Turn each line of the rows below into a Markdown table with two columns, No. and Line. Number the lines in order and leave out blank lines.

═════ Recorded data ═════

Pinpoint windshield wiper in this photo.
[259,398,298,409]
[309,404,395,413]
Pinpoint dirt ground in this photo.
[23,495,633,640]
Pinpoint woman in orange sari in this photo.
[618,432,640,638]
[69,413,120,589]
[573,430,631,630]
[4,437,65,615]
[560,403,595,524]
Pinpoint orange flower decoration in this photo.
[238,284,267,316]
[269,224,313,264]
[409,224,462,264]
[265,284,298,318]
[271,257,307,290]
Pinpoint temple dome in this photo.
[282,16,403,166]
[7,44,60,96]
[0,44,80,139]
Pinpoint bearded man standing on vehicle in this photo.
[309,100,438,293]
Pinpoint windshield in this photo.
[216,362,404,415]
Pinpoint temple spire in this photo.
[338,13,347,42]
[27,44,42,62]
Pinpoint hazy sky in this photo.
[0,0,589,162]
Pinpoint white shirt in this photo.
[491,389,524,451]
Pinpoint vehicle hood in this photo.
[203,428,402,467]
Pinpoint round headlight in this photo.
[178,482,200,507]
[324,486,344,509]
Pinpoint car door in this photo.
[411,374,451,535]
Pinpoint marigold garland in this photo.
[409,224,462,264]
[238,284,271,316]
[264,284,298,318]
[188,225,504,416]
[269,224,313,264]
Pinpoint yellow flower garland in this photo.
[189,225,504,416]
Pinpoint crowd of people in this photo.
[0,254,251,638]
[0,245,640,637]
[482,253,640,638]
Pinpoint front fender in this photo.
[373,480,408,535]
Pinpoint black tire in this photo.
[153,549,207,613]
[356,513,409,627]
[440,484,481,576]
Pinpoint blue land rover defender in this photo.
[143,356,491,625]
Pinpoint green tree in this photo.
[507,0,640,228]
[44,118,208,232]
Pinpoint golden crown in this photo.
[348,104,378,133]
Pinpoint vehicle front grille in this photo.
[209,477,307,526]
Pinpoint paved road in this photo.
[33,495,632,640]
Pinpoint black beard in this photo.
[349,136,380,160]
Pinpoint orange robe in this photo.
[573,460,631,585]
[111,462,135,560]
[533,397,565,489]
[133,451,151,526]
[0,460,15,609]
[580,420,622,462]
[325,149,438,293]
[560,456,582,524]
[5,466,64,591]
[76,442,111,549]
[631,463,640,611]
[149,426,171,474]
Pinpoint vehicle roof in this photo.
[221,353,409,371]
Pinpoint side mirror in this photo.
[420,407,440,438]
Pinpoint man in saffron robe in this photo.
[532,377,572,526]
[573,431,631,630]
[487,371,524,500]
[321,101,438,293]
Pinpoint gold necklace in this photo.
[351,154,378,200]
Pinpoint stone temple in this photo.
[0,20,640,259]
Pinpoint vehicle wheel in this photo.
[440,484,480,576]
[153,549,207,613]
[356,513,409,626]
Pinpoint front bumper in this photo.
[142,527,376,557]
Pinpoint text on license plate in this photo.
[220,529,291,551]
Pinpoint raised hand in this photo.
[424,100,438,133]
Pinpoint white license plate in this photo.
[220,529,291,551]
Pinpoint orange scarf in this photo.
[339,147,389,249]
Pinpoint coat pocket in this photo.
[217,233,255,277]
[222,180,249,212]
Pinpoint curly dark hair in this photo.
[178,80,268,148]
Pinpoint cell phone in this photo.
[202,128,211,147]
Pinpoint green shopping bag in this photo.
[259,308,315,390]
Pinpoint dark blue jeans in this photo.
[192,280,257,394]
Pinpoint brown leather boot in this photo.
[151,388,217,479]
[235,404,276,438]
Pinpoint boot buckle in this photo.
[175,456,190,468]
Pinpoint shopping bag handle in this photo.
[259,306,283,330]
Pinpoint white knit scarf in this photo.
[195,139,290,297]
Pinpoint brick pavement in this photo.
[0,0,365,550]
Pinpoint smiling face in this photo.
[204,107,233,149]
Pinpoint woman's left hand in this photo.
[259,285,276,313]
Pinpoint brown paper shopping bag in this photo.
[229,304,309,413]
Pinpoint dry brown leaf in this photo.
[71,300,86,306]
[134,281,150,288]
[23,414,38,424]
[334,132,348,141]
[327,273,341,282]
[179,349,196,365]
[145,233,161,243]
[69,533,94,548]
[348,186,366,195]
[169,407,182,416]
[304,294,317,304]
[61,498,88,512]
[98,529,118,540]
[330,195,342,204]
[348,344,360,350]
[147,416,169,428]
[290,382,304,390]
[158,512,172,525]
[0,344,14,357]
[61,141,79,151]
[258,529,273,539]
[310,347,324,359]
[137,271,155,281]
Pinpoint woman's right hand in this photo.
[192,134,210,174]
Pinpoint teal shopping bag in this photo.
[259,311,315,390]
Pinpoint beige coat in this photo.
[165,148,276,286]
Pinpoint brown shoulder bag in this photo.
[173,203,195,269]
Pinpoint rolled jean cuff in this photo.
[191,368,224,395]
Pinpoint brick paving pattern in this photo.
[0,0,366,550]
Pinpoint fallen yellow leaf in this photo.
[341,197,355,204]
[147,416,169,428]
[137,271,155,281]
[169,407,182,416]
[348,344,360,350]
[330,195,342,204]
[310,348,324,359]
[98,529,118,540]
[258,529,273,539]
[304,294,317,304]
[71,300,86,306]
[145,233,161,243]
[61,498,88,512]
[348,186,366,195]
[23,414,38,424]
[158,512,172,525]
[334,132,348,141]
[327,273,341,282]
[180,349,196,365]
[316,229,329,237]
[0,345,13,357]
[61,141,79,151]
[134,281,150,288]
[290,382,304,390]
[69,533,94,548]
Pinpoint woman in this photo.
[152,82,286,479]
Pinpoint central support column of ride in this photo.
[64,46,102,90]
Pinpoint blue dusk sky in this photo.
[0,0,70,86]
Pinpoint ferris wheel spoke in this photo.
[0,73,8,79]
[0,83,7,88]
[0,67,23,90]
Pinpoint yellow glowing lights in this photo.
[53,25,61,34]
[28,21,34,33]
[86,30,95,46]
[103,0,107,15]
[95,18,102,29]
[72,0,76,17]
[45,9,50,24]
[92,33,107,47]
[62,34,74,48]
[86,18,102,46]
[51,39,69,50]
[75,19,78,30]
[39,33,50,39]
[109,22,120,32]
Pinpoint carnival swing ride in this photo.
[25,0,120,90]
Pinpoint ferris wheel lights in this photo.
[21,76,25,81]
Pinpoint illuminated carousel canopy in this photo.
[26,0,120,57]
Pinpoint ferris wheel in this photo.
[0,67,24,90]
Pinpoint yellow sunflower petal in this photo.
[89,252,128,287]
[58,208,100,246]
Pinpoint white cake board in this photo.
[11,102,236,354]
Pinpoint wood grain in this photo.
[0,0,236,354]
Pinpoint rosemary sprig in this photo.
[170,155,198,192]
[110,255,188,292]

═════

**Task result:**
| No. | Line |
|---|---|
| 1 | Pinpoint windshield wiper in this photo. |
| 2 | [259,398,298,409] |
| 3 | [309,404,395,413] |
| 4 | Pinpoint dirt ground in this photo. |
| 5 | [23,495,633,640] |
| 6 | Pinpoint woman in orange sari in this photo. |
| 7 | [618,432,640,638] |
| 8 | [69,413,120,589] |
| 9 | [573,430,631,630] |
| 10 | [4,437,65,615] |
| 11 | [560,403,595,524] |
| 12 | Pinpoint orange flower decoration in this photo. |
| 13 | [238,284,267,316] |
| 14 | [269,224,313,264] |
| 15 | [409,224,462,264] |
| 16 | [265,284,298,318] |
| 17 | [271,257,307,290] |
| 18 | Pinpoint temple dome in this photo. |
| 19 | [282,16,403,166] |
| 20 | [7,44,60,96] |
| 21 | [0,44,80,139] |
| 22 | Pinpoint bearded man standing on vehicle in this photo. |
| 23 | [309,100,438,293] |
| 24 | Pinpoint windshield in this photo. |
| 25 | [216,362,404,415] |
| 26 | Pinpoint temple spire in this photo. |
| 27 | [338,13,347,42] |
| 28 | [27,44,42,62] |
| 29 | Pinpoint hazy sky in this photo. |
| 30 | [0,0,589,162] |
| 31 | Pinpoint white shirt in this photo. |
| 32 | [491,389,524,451] |
| 33 | Pinpoint vehicle hood in this photo. |
| 34 | [203,428,402,467] |
| 35 | Pinpoint round headlight in this photo. |
| 36 | [178,482,200,507] |
| 37 | [324,486,344,509] |
| 38 | Pinpoint car door in this photo. |
| 39 | [411,374,451,535] |
| 40 | Pinpoint marigold garland in this photo. |
| 41 | [409,224,462,264] |
| 42 | [238,284,271,316] |
| 43 | [264,284,298,318] |
| 44 | [188,225,504,416] |
| 45 | [269,224,313,264] |
| 46 | Pinpoint yellow flower garland in this photo. |
| 47 | [189,225,504,416] |
| 48 | Pinpoint crowd of people in this photo. |
| 49 | [0,254,251,638] |
| 50 | [0,245,640,637] |
| 51 | [482,253,640,638] |
| 52 | Pinpoint front fender in this photo. |
| 53 | [373,480,408,535] |
| 54 | Pinpoint black tire in this photo. |
| 55 | [153,549,207,613] |
| 56 | [356,513,409,627] |
| 57 | [440,484,481,576] |
| 58 | Pinpoint blue land rover defender in this photo. |
| 59 | [143,356,491,625] |
| 60 | Pinpoint green tree in this photo. |
| 61 | [507,0,640,228] |
| 62 | [44,118,208,232] |
| 63 | Pinpoint golden crown in this photo. |
| 64 | [348,104,378,133] |
| 65 | Pinpoint vehicle front grille in this photo. |
| 66 | [209,477,307,526] |
| 67 | Pinpoint paved road in this photo. |
| 68 | [33,495,632,640] |
| 69 | Pinpoint black beard in this photo. |
| 70 | [349,136,380,160] |
| 71 | Pinpoint orange robe in this photo. |
| 72 | [573,460,631,585] |
| 73 | [111,462,135,560] |
| 74 | [533,397,565,489] |
| 75 | [133,451,151,526] |
| 76 | [0,460,15,609] |
| 77 | [580,420,622,462] |
| 78 | [325,149,438,293] |
| 79 | [560,456,582,524] |
| 80 | [5,466,64,591] |
| 81 | [76,442,111,549] |
| 82 | [631,463,640,611] |
| 83 | [149,426,171,474] |
| 84 | Pinpoint vehicle roof in this photo. |
| 85 | [221,353,409,371] |
| 86 | Pinpoint side mirror in this photo. |
| 87 | [420,407,440,438] |
| 88 | Pinpoint man in saffron robe in this photo. |
| 89 | [532,377,572,526] |
| 90 | [573,431,631,630] |
| 91 | [487,371,524,500] |
| 92 | [321,101,438,293] |
| 93 | Pinpoint gold necklace in this photo. |
| 94 | [351,154,378,200] |
| 95 | Pinpoint stone temple in this photo. |
| 96 | [0,20,640,259] |
| 97 | Pinpoint vehicle wheel in this photo. |
| 98 | [440,484,480,576] |
| 99 | [153,549,207,613] |
| 100 | [356,513,409,626] |
| 101 | Pinpoint front bumper in this photo. |
| 102 | [142,527,376,557] |
| 103 | Pinpoint text on license plate in this photo. |
| 104 | [220,529,291,551] |
| 105 | Pinpoint raised hand in this photo. |
| 106 | [424,100,438,133] |
| 107 | Pinpoint white license plate in this photo. |
| 108 | [220,529,291,551] |
| 109 | Pinpoint orange scarf in this photo. |
| 110 | [339,147,389,249] |
| 111 | Pinpoint coat pocket in this photo. |
| 112 | [217,233,255,277] |
| 113 | [222,180,249,212] |
| 114 | Pinpoint curly dark hair in this photo. |
| 115 | [178,80,268,148] |
| 116 | Pinpoint cell phone in this photo. |
| 117 | [202,128,211,147] |
| 118 | Pinpoint green shopping bag in this photo. |
| 119 | [259,308,315,390] |
| 120 | Pinpoint dark blue jeans in this photo. |
| 121 | [192,280,257,394] |
| 122 | Pinpoint brown leather boot in this photo. |
| 123 | [151,388,217,479] |
| 124 | [235,404,276,438] |
| 125 | Pinpoint boot buckle in this photo. |
| 126 | [175,456,190,468] |
| 127 | Pinpoint shopping bag handle in this photo. |
| 128 | [259,306,283,330] |
| 129 | Pinpoint white knit scarf in this photo. |
| 130 | [195,139,290,297] |
| 131 | Pinpoint brick pavement in this photo. |
| 132 | [0,0,365,550] |
| 133 | Pinpoint smiling face in this photo. |
| 134 | [204,107,233,149] |
| 135 | Pinpoint woman's left hand in this photo. |
| 136 | [259,285,276,313] |
| 137 | Pinpoint brown paper shopping bag in this photo. |
| 138 | [229,304,309,413] |
| 139 | Pinpoint dry brown leaf in this photo. |
| 140 | [71,300,86,306] |
| 141 | [134,281,150,288] |
| 142 | [23,414,38,424] |
| 143 | [334,132,348,141] |
| 144 | [327,273,341,282] |
| 145 | [179,349,196,365] |
| 146 | [145,233,161,243] |
| 147 | [69,533,94,548] |
| 148 | [348,186,366,195] |
| 149 | [169,407,182,416] |
| 150 | [304,294,317,304] |
| 151 | [61,498,88,512] |
| 152 | [98,529,118,540] |
| 153 | [330,195,342,204] |
| 154 | [348,344,360,350] |
| 155 | [147,416,169,428] |
| 156 | [290,382,304,390] |
| 157 | [158,512,172,525] |
| 158 | [0,344,14,357] |
| 159 | [61,141,79,151] |
| 160 | [258,529,273,539] |
| 161 | [310,347,324,359] |
| 162 | [137,271,155,281] |
| 163 | Pinpoint woman's right hand in this photo. |
| 164 | [192,134,210,174] |
| 165 | Pinpoint teal shopping bag in this photo. |
| 166 | [259,311,315,390] |
| 167 | Pinpoint beige coat in this photo. |
| 168 | [165,148,276,286] |
| 169 | Pinpoint brown shoulder bag in this photo. |
| 170 | [173,203,195,269] |
| 171 | Pinpoint rolled jean cuff in this photo. |
| 172 | [191,368,224,395] |
| 173 | Pinpoint brick paving pattern in this photo. |
| 174 | [0,0,366,550] |
| 175 | Pinpoint fallen yellow leaf in this photo. |
| 176 | [341,197,355,204] |
| 177 | [147,416,169,428] |
| 178 | [137,271,155,281] |
| 179 | [169,407,182,416] |
| 180 | [348,344,360,350] |
| 181 | [330,195,342,204] |
| 182 | [310,348,324,359] |
| 183 | [98,529,118,540] |
| 184 | [258,529,273,539] |
| 185 | [304,294,317,304] |
| 186 | [71,300,86,306] |
| 187 | [145,233,161,243] |
| 188 | [61,498,88,512] |
| 189 | [348,186,366,195] |
| 190 | [23,414,38,424] |
| 191 | [158,512,172,525] |
| 192 | [334,132,348,141] |
| 193 | [327,273,341,282] |
| 194 | [180,349,196,365] |
| 195 | [316,229,329,237] |
| 196 | [0,345,13,357] |
| 197 | [61,141,79,151] |
| 198 | [134,281,150,288] |
| 199 | [290,382,304,390] |
| 200 | [69,533,94,548] |
| 201 | Pinpoint woman in this photo. |
| 202 | [152,82,286,479] |
| 203 | Pinpoint central support column of ride in this photo. |
| 204 | [64,46,102,90] |
| 205 | Pinpoint blue dusk sky in this photo. |
| 206 | [0,0,70,86] |
| 207 | Pinpoint ferris wheel spoke in this photo. |
| 208 | [0,73,8,79] |
| 209 | [0,83,7,88] |
| 210 | [0,67,23,90] |
| 211 | Pinpoint yellow glowing lights in this photo. |
| 212 | [53,25,61,34] |
| 213 | [28,21,34,33] |
| 214 | [86,30,95,46] |
| 215 | [103,0,107,15] |
| 216 | [95,18,102,29] |
| 217 | [72,0,76,17] |
| 218 | [45,9,50,24] |
| 219 | [92,33,107,47] |
| 220 | [62,34,74,48] |
| 221 | [86,18,102,46] |
| 222 | [51,39,69,50] |
| 223 | [75,19,78,30] |
| 224 | [39,33,50,39] |
| 225 | [109,22,120,32] |
| 226 | Pinpoint carnival swing ride in this photo. |
| 227 | [25,0,120,90] |
| 228 | Pinpoint ferris wheel lights in this photo. |
| 229 | [21,76,25,81] |
| 230 | Pinpoint illuminated carousel canopy in this photo. |
| 231 | [26,0,120,57] |
| 232 | Pinpoint ferris wheel in this photo. |
| 233 | [0,67,24,90] |
| 234 | Pinpoint yellow sunflower petal in this photo. |
| 235 | [89,252,128,287] |
| 236 | [58,208,100,246] |
| 237 | Pinpoint white cake board in this photo. |
| 238 | [11,102,236,354] |
| 239 | Pinpoint wood grain in this photo. |
| 240 | [0,0,236,354] |
| 241 | Pinpoint rosemary sprig in this photo. |
| 242 | [170,155,198,192] |
| 243 | [110,255,188,292] |